THE RECORDS: Begin

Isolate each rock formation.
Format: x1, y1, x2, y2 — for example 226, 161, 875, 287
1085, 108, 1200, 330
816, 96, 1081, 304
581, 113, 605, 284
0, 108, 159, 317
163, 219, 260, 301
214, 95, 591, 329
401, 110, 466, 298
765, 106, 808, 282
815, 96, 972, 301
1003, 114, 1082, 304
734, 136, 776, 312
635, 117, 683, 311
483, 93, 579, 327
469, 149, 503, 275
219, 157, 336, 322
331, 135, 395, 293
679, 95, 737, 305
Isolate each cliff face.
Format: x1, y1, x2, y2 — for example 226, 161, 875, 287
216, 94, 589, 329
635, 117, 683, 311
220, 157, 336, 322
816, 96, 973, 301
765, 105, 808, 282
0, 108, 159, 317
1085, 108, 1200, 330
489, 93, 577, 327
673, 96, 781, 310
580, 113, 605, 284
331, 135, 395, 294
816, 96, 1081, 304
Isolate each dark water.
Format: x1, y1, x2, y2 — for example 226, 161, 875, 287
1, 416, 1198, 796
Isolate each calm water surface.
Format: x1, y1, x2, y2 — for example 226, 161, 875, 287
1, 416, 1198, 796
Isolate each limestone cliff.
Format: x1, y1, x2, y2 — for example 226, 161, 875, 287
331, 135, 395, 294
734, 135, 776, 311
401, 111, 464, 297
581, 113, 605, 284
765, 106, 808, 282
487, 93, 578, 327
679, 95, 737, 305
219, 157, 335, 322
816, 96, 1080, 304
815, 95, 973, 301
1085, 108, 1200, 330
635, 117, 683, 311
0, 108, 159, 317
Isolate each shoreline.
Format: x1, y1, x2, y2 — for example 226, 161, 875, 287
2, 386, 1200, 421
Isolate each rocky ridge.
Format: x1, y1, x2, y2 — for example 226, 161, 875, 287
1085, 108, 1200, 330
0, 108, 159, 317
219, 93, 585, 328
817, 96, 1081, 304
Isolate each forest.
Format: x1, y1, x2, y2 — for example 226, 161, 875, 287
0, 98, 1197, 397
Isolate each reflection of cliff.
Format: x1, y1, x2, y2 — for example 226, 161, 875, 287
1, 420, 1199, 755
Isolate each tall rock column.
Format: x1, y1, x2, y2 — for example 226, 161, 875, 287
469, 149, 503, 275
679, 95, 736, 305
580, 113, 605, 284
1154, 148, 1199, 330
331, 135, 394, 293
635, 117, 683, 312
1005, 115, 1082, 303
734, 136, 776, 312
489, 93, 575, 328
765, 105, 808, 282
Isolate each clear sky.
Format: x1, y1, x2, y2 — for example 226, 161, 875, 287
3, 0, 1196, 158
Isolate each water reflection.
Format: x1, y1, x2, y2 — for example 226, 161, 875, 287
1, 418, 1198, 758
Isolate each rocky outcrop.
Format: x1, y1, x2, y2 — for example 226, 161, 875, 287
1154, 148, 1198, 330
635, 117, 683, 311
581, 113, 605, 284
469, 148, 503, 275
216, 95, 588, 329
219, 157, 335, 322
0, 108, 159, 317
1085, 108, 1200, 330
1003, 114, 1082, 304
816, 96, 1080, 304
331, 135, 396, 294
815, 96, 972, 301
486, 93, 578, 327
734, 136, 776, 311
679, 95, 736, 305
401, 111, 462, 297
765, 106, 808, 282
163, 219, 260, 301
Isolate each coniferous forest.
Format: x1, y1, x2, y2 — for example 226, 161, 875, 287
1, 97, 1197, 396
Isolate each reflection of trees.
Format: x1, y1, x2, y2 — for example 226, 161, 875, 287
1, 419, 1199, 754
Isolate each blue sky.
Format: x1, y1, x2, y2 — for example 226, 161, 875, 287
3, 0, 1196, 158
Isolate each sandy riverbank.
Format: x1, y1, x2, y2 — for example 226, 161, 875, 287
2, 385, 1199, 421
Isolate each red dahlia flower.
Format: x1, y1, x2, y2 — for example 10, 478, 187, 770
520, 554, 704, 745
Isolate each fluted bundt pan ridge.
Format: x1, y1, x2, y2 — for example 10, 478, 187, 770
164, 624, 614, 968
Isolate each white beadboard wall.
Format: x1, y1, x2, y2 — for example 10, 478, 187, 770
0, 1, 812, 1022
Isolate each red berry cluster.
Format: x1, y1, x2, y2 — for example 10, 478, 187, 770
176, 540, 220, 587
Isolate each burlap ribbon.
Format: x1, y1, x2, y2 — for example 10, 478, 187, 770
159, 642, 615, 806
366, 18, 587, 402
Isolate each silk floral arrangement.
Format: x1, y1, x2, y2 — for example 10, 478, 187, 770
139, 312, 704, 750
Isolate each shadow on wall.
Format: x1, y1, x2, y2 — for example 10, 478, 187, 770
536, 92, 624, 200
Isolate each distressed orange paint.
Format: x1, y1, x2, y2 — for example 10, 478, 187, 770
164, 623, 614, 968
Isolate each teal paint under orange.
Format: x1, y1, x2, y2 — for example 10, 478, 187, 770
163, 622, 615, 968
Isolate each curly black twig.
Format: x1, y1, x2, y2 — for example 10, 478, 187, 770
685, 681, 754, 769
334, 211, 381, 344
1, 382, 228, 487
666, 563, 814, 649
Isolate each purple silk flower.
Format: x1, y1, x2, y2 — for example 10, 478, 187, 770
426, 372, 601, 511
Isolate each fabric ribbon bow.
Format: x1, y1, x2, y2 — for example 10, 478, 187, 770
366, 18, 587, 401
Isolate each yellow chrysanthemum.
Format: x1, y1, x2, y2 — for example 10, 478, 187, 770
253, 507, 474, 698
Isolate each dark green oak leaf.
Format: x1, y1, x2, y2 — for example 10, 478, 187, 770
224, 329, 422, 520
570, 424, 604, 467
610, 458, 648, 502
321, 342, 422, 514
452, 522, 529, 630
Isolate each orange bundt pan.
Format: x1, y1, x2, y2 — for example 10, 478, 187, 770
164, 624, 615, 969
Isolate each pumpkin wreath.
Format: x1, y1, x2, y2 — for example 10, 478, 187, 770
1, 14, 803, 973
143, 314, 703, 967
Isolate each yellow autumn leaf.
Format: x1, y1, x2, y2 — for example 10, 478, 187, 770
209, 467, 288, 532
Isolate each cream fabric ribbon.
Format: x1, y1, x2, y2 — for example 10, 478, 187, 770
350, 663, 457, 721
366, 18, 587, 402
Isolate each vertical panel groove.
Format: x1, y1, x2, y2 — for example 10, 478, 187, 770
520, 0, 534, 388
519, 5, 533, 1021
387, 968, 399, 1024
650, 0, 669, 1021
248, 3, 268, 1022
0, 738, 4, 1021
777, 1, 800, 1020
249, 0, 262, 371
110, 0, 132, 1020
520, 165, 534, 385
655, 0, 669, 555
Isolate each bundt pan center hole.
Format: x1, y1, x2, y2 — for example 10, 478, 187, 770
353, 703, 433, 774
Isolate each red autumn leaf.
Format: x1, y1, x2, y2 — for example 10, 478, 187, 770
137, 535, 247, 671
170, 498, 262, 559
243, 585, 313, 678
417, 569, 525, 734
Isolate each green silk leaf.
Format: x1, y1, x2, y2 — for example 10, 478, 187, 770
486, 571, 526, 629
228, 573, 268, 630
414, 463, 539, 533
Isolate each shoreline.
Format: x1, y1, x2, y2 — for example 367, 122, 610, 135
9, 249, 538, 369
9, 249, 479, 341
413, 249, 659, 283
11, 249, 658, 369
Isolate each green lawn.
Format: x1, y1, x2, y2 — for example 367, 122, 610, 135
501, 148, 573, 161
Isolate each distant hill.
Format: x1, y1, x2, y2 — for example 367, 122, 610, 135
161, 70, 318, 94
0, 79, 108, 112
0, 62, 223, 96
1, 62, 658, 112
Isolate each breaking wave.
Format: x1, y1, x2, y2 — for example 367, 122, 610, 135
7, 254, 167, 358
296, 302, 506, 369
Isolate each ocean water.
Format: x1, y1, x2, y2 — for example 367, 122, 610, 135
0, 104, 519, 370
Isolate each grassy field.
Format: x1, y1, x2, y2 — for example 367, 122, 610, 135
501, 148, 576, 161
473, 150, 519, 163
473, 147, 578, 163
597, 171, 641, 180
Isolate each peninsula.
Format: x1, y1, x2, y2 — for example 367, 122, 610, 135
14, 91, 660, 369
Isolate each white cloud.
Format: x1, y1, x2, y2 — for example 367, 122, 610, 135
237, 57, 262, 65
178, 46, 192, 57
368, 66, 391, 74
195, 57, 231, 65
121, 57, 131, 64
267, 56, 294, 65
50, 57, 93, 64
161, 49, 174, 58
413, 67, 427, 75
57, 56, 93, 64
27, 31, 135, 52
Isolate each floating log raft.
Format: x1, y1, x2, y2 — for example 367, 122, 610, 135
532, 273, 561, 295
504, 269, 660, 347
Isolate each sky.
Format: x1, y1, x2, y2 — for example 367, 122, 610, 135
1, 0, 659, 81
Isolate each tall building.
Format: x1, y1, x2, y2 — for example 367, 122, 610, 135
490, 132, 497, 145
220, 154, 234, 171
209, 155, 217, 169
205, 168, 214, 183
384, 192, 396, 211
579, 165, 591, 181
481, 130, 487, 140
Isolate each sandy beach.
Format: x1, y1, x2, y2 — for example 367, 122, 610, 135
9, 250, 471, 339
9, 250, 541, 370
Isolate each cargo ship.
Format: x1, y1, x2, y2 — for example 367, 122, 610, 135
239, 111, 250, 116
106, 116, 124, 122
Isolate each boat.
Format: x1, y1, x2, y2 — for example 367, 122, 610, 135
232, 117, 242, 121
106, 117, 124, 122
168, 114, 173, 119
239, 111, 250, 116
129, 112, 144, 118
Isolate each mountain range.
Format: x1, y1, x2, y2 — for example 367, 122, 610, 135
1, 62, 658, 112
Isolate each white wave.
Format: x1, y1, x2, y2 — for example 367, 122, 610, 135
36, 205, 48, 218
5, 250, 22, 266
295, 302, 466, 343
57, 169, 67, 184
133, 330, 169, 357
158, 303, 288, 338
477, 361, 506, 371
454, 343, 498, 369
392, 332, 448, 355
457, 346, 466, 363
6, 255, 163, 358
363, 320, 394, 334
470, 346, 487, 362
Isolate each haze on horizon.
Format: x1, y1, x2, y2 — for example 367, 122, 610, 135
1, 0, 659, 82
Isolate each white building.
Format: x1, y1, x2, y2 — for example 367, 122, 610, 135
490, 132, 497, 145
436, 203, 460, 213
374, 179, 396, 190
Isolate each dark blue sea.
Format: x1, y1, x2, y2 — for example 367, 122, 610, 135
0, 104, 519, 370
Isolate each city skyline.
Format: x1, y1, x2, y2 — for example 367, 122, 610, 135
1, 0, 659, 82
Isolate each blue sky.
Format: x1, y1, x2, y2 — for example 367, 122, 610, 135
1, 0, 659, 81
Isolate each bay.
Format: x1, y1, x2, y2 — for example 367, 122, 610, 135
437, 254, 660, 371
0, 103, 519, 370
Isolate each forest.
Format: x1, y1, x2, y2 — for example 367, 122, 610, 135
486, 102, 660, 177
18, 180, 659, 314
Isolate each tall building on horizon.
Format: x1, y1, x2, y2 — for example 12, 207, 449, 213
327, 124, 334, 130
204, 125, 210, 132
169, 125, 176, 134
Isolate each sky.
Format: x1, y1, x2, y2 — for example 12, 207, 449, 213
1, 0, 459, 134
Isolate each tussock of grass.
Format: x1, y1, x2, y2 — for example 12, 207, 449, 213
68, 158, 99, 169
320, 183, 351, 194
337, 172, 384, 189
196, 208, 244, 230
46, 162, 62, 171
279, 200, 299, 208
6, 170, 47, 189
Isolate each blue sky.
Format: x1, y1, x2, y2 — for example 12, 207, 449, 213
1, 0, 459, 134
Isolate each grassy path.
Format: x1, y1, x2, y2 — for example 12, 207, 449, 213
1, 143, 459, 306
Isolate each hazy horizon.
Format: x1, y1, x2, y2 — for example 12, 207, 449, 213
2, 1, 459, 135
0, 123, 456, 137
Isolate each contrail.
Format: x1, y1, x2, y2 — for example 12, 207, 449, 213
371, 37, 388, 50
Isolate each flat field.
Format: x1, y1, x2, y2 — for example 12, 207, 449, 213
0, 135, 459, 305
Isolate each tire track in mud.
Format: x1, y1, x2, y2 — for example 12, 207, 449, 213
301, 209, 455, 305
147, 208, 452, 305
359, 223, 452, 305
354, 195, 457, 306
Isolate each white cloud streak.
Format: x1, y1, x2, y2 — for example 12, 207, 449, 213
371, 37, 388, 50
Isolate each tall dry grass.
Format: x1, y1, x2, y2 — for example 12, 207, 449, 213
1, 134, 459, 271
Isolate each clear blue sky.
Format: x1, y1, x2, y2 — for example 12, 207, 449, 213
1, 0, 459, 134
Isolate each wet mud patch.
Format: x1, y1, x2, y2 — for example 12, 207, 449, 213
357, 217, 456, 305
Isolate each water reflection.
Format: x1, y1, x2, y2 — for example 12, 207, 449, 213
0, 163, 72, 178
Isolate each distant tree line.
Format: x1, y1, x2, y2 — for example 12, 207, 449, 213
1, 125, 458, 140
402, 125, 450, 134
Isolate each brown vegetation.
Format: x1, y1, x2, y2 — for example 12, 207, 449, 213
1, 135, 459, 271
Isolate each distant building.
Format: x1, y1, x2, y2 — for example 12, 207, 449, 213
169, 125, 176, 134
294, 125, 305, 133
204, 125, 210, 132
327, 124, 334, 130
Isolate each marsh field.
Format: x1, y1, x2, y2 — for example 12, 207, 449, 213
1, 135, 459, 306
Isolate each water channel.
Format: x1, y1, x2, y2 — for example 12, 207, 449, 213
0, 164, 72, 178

THE RECORDS: End

= TASK INSTRUCTIONS =
Exactly as they appear, retype the lines from the start of the records through the line containing "Isolate each calm water surface.".

= ANSWER SECTION =
Isolate each rock formation.
Format: x1, y1, x2, y2 — for example 226, 161, 875, 287
1085, 108, 1200, 330
816, 96, 1081, 304
581, 113, 605, 284
0, 108, 159, 317
163, 219, 260, 301
214, 95, 591, 329
401, 110, 466, 298
765, 106, 808, 282
815, 96, 972, 301
1003, 114, 1082, 304
734, 136, 776, 312
635, 117, 683, 311
483, 93, 579, 327
469, 149, 503, 275
219, 157, 336, 322
331, 135, 395, 293
679, 95, 737, 305
Isolate each cliff face.
Format: x1, y1, x2, y2 — for example 226, 161, 875, 287
216, 94, 589, 329
635, 117, 683, 311
220, 157, 336, 322
816, 96, 973, 301
765, 105, 808, 282
0, 108, 159, 317
1085, 108, 1200, 330
489, 93, 577, 327
673, 96, 781, 310
580, 113, 605, 284
331, 135, 395, 294
816, 96, 1081, 304
Isolate each dark water.
Format: x1, y1, x2, y2 — for example 226, 161, 875, 287
1, 416, 1198, 796
Isolate each calm water surface.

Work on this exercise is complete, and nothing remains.